Natural-language object grounding data:
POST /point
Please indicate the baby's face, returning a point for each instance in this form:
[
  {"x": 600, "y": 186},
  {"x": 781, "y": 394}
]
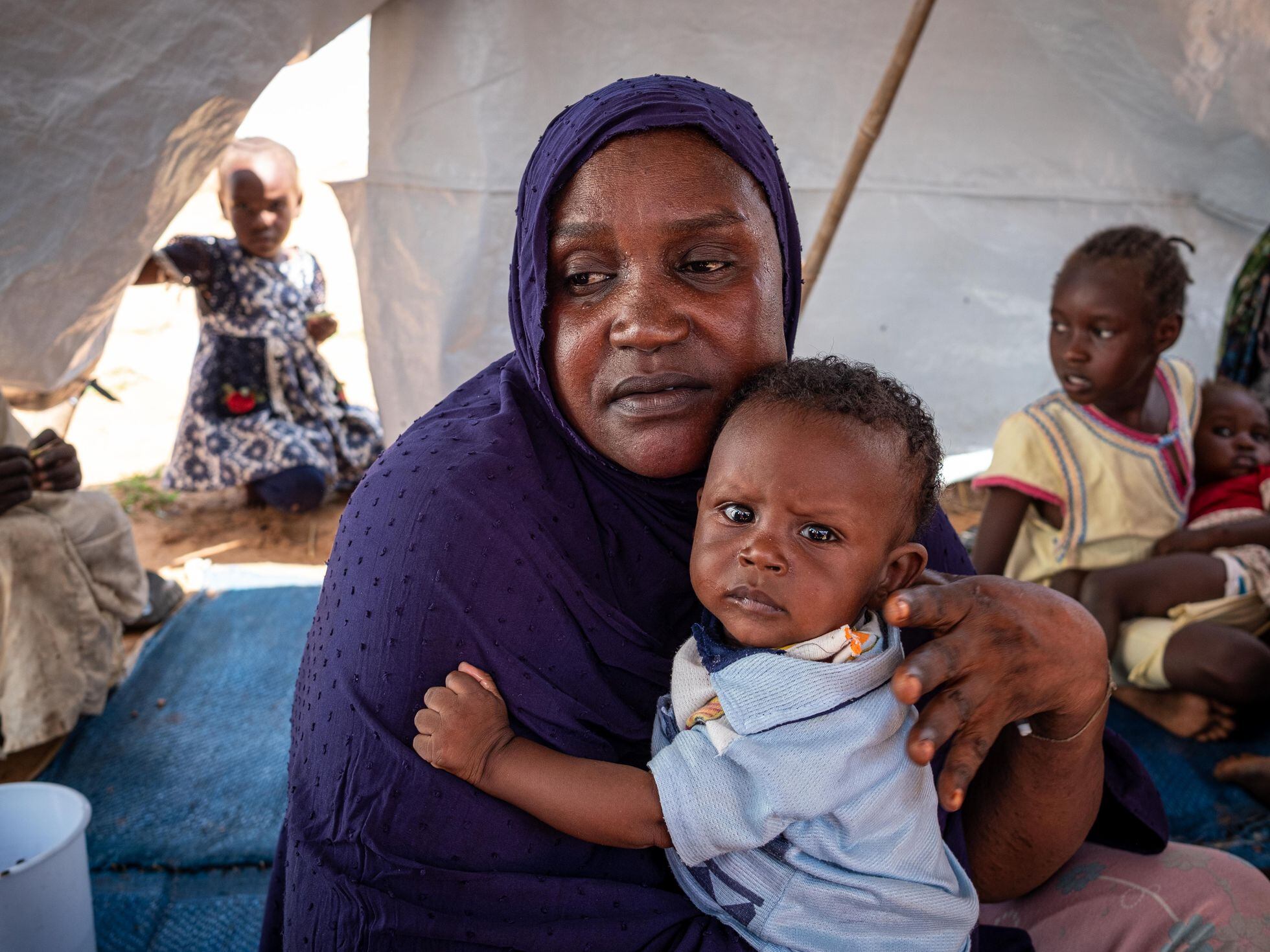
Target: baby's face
[
  {"x": 260, "y": 198},
  {"x": 800, "y": 525},
  {"x": 1234, "y": 436}
]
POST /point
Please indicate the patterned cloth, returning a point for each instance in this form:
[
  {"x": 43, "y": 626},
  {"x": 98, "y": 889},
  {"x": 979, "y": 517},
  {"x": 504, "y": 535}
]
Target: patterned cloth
[
  {"x": 260, "y": 399},
  {"x": 1119, "y": 489},
  {"x": 796, "y": 817},
  {"x": 1242, "y": 338}
]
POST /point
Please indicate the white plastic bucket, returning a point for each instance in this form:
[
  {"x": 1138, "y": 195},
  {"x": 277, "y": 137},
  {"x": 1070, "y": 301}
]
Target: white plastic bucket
[{"x": 46, "y": 903}]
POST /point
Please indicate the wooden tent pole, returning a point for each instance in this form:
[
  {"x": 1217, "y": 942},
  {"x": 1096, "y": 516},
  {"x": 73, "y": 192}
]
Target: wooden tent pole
[{"x": 865, "y": 137}]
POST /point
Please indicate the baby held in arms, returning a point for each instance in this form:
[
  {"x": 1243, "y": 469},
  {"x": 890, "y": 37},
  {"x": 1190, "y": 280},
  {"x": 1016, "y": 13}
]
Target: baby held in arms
[{"x": 779, "y": 785}]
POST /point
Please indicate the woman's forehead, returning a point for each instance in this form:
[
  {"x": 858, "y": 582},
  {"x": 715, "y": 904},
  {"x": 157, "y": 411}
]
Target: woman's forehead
[{"x": 676, "y": 176}]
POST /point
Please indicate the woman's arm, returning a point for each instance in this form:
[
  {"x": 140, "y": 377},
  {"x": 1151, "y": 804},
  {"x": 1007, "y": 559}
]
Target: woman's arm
[
  {"x": 464, "y": 730},
  {"x": 1006, "y": 652},
  {"x": 999, "y": 528}
]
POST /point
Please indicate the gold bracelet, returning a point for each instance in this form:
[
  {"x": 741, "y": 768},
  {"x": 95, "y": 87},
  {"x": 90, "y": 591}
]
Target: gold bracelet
[{"x": 1026, "y": 731}]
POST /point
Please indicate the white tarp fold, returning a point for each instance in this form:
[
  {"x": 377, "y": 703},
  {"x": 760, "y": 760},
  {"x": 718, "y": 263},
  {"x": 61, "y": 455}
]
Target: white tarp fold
[
  {"x": 112, "y": 115},
  {"x": 1022, "y": 126}
]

YOUR TASK: Reproduce the lines above letter for letter. The pictures stay behind.

EXERCISE RESULT:
POST /point
Please indicate the baby's face, returning a point for each instance in this form:
[
  {"x": 600, "y": 186},
  {"x": 781, "y": 394}
]
Target: baby's face
[
  {"x": 260, "y": 198},
  {"x": 800, "y": 525},
  {"x": 1234, "y": 436}
]
POST /point
Please indicate the patterned cloth, returning a point for each instance in this form:
[
  {"x": 43, "y": 626},
  {"x": 98, "y": 889},
  {"x": 979, "y": 517},
  {"x": 504, "y": 535}
]
Target: patterned cloth
[
  {"x": 260, "y": 399},
  {"x": 1119, "y": 489},
  {"x": 796, "y": 817},
  {"x": 1242, "y": 338}
]
POST /point
Please indicate the white plastic bucket, returning a point for each instance in this form:
[
  {"x": 1138, "y": 195},
  {"x": 277, "y": 137},
  {"x": 1070, "y": 301}
]
Target: white plastic bucket
[{"x": 46, "y": 903}]
POST /point
Please indicate the wooden tent pole, returning a point for each instance in this form:
[
  {"x": 1217, "y": 942},
  {"x": 1096, "y": 516},
  {"x": 73, "y": 192}
]
Target: wooden tent pole
[{"x": 865, "y": 137}]
POST /point
Please indicate the baby held in arms, returning a point for each instance in this form:
[
  {"x": 1243, "y": 469},
  {"x": 890, "y": 37},
  {"x": 1190, "y": 280},
  {"x": 1016, "y": 13}
]
Target: baby held in arms
[{"x": 779, "y": 785}]
POST /point
Please indicate the woman's forehead, returning a point for each instance in this form:
[
  {"x": 858, "y": 582},
  {"x": 715, "y": 904},
  {"x": 157, "y": 411}
]
Target: woman's forehead
[{"x": 676, "y": 176}]
POST /point
Please indicate the woman's arm, returning a point for each instance in this form:
[
  {"x": 140, "y": 377},
  {"x": 1151, "y": 804},
  {"x": 1007, "y": 559}
]
Target: woman's arm
[
  {"x": 464, "y": 730},
  {"x": 1006, "y": 652},
  {"x": 999, "y": 528}
]
POST /point
Please indicate the gold bracelet, returning a point for each instance in this form:
[
  {"x": 741, "y": 768},
  {"x": 95, "y": 87},
  {"x": 90, "y": 591}
]
Target: gold bracelet
[{"x": 1026, "y": 731}]
POST /point
Please indicate the white tarp fold, returning a point for each instance in this form:
[
  {"x": 377, "y": 703},
  {"x": 760, "y": 760},
  {"x": 718, "y": 263},
  {"x": 61, "y": 455}
]
Target: white tarp fold
[
  {"x": 112, "y": 115},
  {"x": 1022, "y": 126}
]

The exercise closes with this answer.